Below is the data. Reproduce the lines from the one containing "Every instance of the shoreline" through the one containing "MULTIPOLYGON (((818 79, 867", both included, without altering them.

--- start of STORED ROWS ---

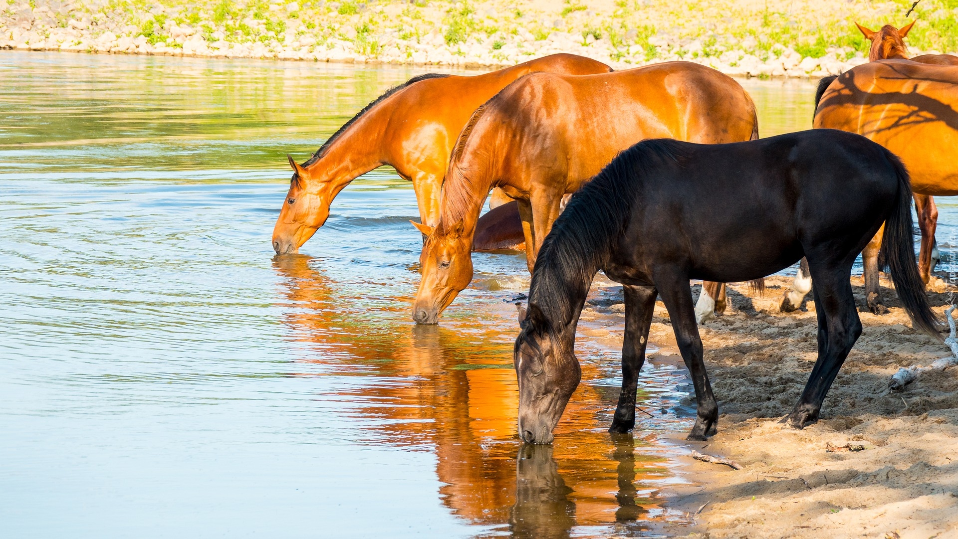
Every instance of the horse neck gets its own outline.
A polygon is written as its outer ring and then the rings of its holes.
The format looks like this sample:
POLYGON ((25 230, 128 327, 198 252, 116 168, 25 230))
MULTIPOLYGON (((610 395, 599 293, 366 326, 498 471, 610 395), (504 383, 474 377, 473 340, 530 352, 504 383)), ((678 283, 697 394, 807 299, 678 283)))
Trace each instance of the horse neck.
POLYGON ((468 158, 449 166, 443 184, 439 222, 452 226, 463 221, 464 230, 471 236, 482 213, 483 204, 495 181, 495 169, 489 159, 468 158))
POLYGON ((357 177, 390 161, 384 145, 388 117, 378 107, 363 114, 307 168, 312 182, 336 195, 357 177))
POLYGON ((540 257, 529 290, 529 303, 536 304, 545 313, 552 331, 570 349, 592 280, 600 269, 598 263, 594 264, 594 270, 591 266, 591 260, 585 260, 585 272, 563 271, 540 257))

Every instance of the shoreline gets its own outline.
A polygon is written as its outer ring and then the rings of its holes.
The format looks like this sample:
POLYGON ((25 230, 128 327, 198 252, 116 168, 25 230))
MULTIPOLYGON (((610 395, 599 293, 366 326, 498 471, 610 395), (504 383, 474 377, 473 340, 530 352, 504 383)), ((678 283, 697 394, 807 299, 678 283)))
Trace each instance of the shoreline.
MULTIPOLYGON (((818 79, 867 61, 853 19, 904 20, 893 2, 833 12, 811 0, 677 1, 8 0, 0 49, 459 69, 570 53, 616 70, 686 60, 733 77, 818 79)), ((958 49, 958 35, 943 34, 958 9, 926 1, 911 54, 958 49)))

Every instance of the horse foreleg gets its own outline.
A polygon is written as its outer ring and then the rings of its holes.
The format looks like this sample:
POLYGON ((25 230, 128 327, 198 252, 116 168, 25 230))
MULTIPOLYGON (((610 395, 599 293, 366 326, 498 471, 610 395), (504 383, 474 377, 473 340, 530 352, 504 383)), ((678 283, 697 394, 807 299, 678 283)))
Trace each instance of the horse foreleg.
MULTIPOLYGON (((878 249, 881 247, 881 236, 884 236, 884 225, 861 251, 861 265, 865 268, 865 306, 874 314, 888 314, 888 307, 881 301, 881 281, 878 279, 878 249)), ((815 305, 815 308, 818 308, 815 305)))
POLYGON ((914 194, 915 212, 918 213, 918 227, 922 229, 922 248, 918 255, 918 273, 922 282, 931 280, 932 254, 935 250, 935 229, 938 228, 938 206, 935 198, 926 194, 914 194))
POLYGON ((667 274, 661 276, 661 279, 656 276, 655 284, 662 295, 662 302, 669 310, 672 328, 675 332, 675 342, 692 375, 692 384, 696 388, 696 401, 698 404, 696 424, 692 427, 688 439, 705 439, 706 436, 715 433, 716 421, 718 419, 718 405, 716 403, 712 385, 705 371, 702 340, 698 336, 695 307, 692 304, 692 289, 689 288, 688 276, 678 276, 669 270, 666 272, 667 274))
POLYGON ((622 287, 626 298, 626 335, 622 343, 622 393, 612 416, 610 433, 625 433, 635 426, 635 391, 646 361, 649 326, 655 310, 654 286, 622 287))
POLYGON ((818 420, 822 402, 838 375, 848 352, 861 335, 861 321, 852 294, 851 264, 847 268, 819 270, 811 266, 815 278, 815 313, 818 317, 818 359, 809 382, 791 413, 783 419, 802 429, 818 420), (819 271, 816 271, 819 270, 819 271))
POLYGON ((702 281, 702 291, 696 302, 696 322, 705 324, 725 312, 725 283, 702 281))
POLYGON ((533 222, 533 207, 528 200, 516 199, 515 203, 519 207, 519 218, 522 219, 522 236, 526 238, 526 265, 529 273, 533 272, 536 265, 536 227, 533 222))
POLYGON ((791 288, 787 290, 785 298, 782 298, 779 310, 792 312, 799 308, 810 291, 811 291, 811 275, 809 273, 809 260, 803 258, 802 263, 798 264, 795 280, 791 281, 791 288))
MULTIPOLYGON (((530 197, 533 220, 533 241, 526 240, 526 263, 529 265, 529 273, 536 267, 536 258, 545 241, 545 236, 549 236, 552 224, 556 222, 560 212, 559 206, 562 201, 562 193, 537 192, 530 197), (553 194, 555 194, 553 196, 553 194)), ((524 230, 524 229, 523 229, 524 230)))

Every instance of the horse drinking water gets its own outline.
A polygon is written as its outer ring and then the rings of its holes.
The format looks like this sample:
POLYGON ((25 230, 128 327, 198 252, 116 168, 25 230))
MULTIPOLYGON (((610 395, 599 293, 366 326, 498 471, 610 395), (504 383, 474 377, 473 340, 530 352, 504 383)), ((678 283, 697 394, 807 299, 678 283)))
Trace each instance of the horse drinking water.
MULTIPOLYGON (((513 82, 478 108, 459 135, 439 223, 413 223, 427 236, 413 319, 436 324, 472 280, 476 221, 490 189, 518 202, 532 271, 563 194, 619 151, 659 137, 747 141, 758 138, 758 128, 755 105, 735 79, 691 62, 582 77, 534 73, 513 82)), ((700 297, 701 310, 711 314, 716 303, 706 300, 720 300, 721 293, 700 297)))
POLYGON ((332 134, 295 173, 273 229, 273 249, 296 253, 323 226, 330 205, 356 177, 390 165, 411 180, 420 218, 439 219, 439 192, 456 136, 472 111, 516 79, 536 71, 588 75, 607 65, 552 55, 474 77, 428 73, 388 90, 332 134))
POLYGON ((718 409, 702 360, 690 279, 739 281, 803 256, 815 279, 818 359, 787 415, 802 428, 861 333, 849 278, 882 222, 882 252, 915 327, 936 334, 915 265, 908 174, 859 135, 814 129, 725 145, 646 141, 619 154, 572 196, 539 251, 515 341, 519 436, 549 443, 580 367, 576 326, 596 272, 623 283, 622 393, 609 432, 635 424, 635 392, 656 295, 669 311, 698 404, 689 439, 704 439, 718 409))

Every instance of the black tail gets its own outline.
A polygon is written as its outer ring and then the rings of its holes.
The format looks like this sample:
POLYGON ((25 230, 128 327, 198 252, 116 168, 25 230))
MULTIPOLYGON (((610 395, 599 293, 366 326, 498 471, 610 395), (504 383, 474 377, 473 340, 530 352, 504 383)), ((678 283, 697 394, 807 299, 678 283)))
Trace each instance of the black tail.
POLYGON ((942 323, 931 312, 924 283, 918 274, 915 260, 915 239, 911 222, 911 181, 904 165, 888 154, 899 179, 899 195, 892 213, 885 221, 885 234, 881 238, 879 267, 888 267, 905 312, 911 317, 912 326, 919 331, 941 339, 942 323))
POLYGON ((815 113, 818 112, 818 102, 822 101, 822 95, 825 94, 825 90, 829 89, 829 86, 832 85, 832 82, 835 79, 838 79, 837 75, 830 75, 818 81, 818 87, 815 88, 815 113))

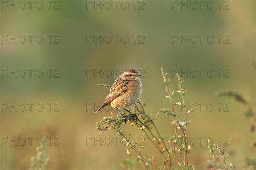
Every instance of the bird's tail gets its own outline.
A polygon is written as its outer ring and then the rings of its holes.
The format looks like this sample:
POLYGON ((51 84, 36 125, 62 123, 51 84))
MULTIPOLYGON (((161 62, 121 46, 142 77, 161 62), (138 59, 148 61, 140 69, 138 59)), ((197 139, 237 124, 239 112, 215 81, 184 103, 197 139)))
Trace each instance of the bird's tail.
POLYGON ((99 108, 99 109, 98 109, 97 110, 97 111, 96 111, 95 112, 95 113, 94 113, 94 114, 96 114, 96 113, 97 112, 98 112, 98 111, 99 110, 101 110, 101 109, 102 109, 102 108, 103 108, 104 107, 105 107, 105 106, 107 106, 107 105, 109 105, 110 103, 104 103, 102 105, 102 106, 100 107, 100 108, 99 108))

--- end of STORED ROWS ---
--- start of STORED ROWS ---

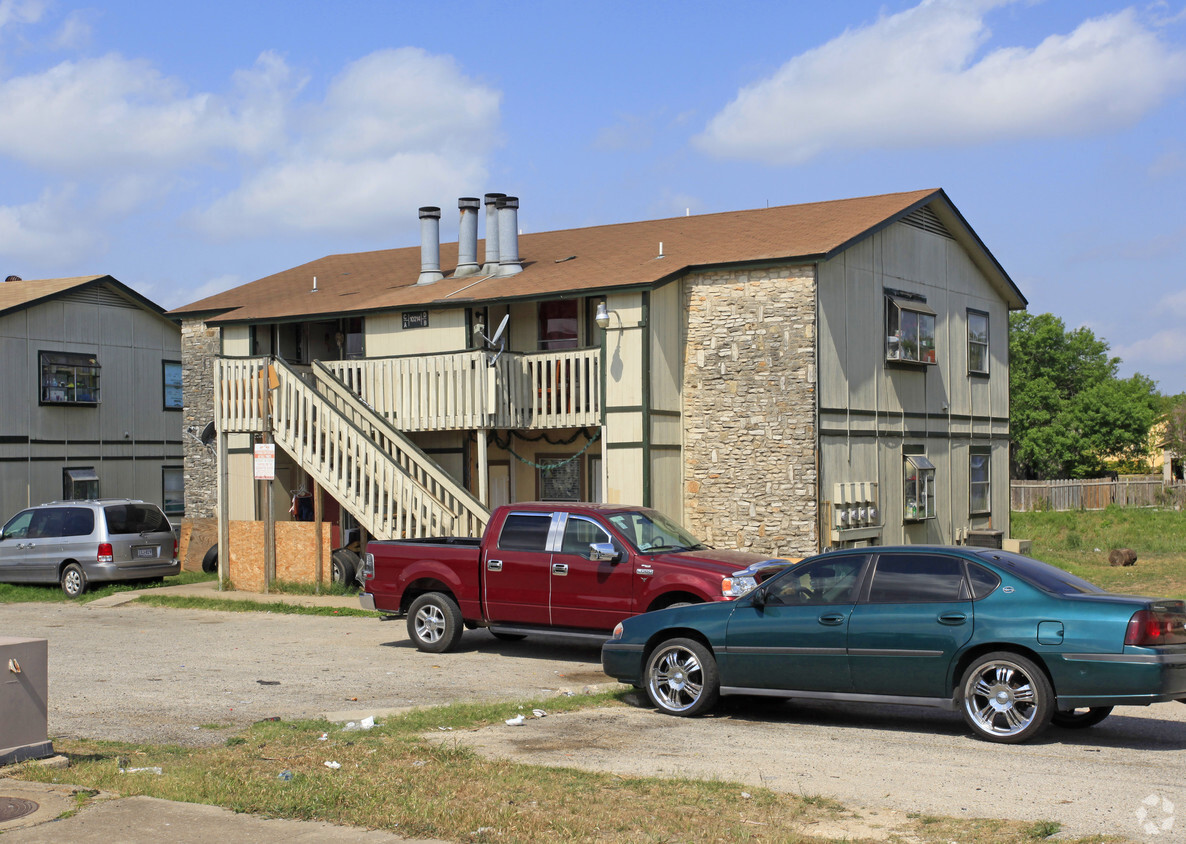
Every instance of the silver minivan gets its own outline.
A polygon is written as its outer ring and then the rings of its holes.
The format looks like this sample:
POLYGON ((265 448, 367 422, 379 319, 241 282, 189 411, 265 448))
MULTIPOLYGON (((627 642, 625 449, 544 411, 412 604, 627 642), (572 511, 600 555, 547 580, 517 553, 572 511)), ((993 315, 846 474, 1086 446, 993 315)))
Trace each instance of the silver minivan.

--- end of STORED ROWS ---

__CORRECT RESULT__.
Every instance of the shoreline gets its own outline.
A polygon is written as its outer ring and then the rings of its holes.
The format looks like this sample:
POLYGON ((25 230, 128 327, 198 252, 116 168, 25 230))
MULTIPOLYGON (((610 395, 599 293, 366 326, 498 471, 610 395), (504 383, 474 377, 473 340, 530 352, 504 383)), ((678 283, 697 394, 807 299, 678 283)))
Trace each instance of the shoreline.
MULTIPOLYGON (((818 79, 867 61, 853 19, 904 20, 893 2, 833 12, 811 0, 677 1, 8 0, 0 49, 459 69, 570 53, 616 70, 686 60, 733 77, 818 79)), ((958 49, 958 35, 943 34, 958 9, 926 1, 911 54, 958 49)))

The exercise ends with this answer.